Items for identifying locations
────

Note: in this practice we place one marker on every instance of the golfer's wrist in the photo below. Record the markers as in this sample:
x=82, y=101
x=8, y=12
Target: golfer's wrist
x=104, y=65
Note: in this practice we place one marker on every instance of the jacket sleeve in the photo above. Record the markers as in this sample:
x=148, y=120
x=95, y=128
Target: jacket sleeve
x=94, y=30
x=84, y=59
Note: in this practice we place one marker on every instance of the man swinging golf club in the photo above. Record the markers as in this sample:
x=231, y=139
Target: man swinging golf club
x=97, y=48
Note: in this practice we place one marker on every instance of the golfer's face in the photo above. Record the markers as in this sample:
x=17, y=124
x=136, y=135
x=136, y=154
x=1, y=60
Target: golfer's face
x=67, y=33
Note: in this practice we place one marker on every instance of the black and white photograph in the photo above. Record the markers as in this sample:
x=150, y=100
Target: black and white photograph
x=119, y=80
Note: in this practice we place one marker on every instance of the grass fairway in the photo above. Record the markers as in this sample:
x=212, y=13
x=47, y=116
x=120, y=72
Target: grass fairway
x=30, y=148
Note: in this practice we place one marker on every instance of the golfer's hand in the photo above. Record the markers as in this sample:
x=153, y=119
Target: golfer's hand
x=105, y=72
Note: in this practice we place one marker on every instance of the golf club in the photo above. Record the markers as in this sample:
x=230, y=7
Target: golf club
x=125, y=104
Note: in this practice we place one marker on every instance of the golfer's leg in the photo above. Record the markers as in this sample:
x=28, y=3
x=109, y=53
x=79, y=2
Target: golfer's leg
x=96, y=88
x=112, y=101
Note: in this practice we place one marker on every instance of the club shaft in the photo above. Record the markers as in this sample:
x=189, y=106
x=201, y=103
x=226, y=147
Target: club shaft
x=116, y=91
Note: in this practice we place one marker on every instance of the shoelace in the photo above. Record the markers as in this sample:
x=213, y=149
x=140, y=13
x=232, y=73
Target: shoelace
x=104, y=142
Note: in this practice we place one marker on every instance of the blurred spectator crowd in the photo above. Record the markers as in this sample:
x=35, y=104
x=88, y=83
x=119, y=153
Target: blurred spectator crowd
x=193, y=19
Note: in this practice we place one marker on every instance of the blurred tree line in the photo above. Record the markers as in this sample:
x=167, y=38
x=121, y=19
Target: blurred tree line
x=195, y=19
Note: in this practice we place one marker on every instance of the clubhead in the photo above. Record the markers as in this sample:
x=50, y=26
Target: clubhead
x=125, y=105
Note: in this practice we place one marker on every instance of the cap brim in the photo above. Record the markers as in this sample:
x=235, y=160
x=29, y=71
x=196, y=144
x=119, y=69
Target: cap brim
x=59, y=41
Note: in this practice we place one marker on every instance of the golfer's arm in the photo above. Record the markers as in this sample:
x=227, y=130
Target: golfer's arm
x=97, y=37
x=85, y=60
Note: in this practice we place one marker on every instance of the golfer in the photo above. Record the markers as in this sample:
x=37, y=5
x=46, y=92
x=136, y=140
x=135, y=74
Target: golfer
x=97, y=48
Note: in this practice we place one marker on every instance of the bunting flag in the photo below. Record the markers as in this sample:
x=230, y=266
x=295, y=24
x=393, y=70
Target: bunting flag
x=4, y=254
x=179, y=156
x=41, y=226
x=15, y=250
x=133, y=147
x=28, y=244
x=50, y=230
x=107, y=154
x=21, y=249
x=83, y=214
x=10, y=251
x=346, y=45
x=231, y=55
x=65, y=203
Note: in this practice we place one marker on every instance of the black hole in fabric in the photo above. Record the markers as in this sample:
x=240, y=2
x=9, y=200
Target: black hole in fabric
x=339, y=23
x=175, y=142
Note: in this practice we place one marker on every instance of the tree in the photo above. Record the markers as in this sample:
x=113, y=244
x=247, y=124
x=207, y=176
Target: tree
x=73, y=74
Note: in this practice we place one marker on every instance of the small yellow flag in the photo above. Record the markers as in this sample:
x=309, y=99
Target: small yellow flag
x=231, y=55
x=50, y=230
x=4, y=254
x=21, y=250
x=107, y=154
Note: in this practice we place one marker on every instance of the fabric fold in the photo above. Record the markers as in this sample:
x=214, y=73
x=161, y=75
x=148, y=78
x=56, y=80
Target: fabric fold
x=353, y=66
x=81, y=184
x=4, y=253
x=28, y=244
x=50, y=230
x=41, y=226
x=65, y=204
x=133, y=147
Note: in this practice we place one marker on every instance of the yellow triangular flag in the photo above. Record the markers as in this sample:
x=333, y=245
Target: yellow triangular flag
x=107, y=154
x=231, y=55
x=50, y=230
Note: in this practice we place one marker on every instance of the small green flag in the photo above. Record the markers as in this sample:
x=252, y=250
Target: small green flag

────

→ **INSTRUCTIONS TO FOLLOW**
Recast every line of the entries above as a JSON list of strings, one string per line, leaving out any blank lines.

→ **FULL ANSWER**
[
  "Note: in this practice we place one marker on every instance of the golfer's wrist in the photo below. Record the markers as in this sample:",
  "x=82, y=101",
  "x=8, y=12",
  "Target: golfer's wrist",
  "x=104, y=65",
  "Note: in this practice we place one marker on every instance of the jacket sleeve in the photo above. Record the markers as in this sample:",
  "x=148, y=120",
  "x=95, y=128",
  "Target: jacket sleeve",
  "x=94, y=30",
  "x=84, y=59",
  "Note: in this practice we place one marker on every instance of the man swinging golf club in the photo above. Record the markers as in this sample:",
  "x=231, y=139",
  "Target: man swinging golf club",
  "x=97, y=48",
  "Note: in this practice we place one marker on every instance of the golfer's face in the photo above. Record the markers as in this sample:",
  "x=17, y=124",
  "x=136, y=135",
  "x=136, y=154",
  "x=1, y=60",
  "Target: golfer's face",
  "x=67, y=33",
  "Note: in this practice we place one marker on every instance of the black and white photograph in the photo above. Record the markers as in this sample:",
  "x=150, y=100",
  "Target: black and white photograph",
  "x=119, y=80",
  "Note: in this practice we place one marker on every instance of the grass fairway in the photo above. Record the markers as in this sample:",
  "x=212, y=13",
  "x=47, y=116",
  "x=120, y=72",
  "Target: grass fairway",
  "x=30, y=148",
  "Note: in this practice we place one marker on every instance of the golfer's hand in the photo above. Record the markers as in this sample:",
  "x=153, y=119",
  "Target: golfer's hand",
  "x=105, y=72",
  "Note: in this practice we place one marker on every instance of the golf club in the photo above. Record the markers as in this sample:",
  "x=230, y=7",
  "Target: golf club",
  "x=125, y=104",
  "Note: in this practice we place one marker on every instance of the golfer's leg in the photo above. Record the markers as in this sample:",
  "x=28, y=3",
  "x=109, y=53",
  "x=79, y=2",
  "Target: golfer's leg",
  "x=96, y=88",
  "x=112, y=101",
  "Note: in this practice we place one marker on every instance of the club shaft in the photo above. Record the markers as in this sample:",
  "x=189, y=106",
  "x=201, y=103",
  "x=226, y=147",
  "Target: club shaft",
  "x=116, y=91",
  "Note: in this practice we place one marker on every instance of the shoelace in the photo above. Record the markers as in this sample:",
  "x=213, y=149",
  "x=140, y=13",
  "x=232, y=73",
  "Target: shoelace",
  "x=104, y=142",
  "Note: in this practice we place one marker on every instance of the blurred spectator crowd in the photo above. Record the markers as in this sample:",
  "x=35, y=104",
  "x=88, y=83",
  "x=119, y=153",
  "Target: blurred spectator crowd",
  "x=193, y=19",
  "Note: in this practice we place one marker on every instance of the blurred tree line in the photo above. Record the markers as in this sample:",
  "x=167, y=38",
  "x=121, y=19",
  "Target: blurred tree line",
  "x=195, y=19",
  "Note: in this practice we place one marker on every instance of the clubhead in the photo above. Record the markers as in this sample:",
  "x=50, y=26",
  "Target: clubhead",
  "x=125, y=105",
  "Note: in this practice we place one marker on every instance of the cap brim in the photo above. Record the markers as in this sample:",
  "x=235, y=160",
  "x=29, y=71",
  "x=196, y=144",
  "x=119, y=69",
  "Target: cap brim",
  "x=59, y=41",
  "Note: in this practice we place one marker on every instance of the golfer's arm in the photo above. Record the markers as in this sample:",
  "x=227, y=130",
  "Target: golfer's arm",
  "x=97, y=37",
  "x=85, y=60",
  "Note: in this practice we place one marker on every instance of the golfer in the photo above. Record the markers as in this sample:",
  "x=37, y=5",
  "x=46, y=92",
  "x=136, y=140",
  "x=135, y=74",
  "Target: golfer",
  "x=97, y=48",
  "Note: in this practice we place one marker on every instance of the bunting flag in the photo below. Record the markers as in this sample:",
  "x=230, y=266",
  "x=295, y=24",
  "x=393, y=70",
  "Target: bunting flag",
  "x=4, y=254",
  "x=179, y=156",
  "x=41, y=226",
  "x=15, y=250",
  "x=133, y=147",
  "x=28, y=244",
  "x=50, y=230",
  "x=107, y=154",
  "x=21, y=249",
  "x=83, y=214",
  "x=10, y=251",
  "x=346, y=45",
  "x=231, y=55",
  "x=65, y=203",
  "Note: in this practice we place one marker on every instance of the black hole in fabric in the photo above. Record the markers as in this sample:",
  "x=240, y=2",
  "x=9, y=200",
  "Target: black hole in fabric",
  "x=339, y=23",
  "x=175, y=142",
  "Note: in this practice we place one marker on every instance of the tree in the photo above. Record the markers as in this sample:",
  "x=113, y=244",
  "x=247, y=124",
  "x=207, y=176",
  "Target: tree",
  "x=73, y=74",
  "Note: in this practice we place one marker on every instance of the small yellow flag in the photo above. Record the markers as in this sample:",
  "x=309, y=99",
  "Target: small yellow flag",
  "x=231, y=55",
  "x=50, y=230",
  "x=4, y=254",
  "x=21, y=250",
  "x=107, y=154",
  "Note: in this practice we place one marker on every instance of the fabric fold in the photo above. Record the markers as in this sample:",
  "x=214, y=73",
  "x=161, y=75",
  "x=148, y=78",
  "x=56, y=80",
  "Target: fabric fold",
  "x=353, y=66",
  "x=81, y=184",
  "x=4, y=253",
  "x=28, y=244",
  "x=50, y=230",
  "x=41, y=226",
  "x=65, y=204",
  "x=133, y=147",
  "Note: in this practice we place one marker on every instance of the yellow triangular flag in the photo above. Record the markers as in this sample:",
  "x=333, y=245",
  "Target: yellow triangular flag",
  "x=107, y=154",
  "x=231, y=55",
  "x=50, y=230",
  "Note: in this practice we place one marker on every instance of the small green flag in the photo above. Record the markers as in this sample:",
  "x=252, y=250",
  "Target: small green flag"
]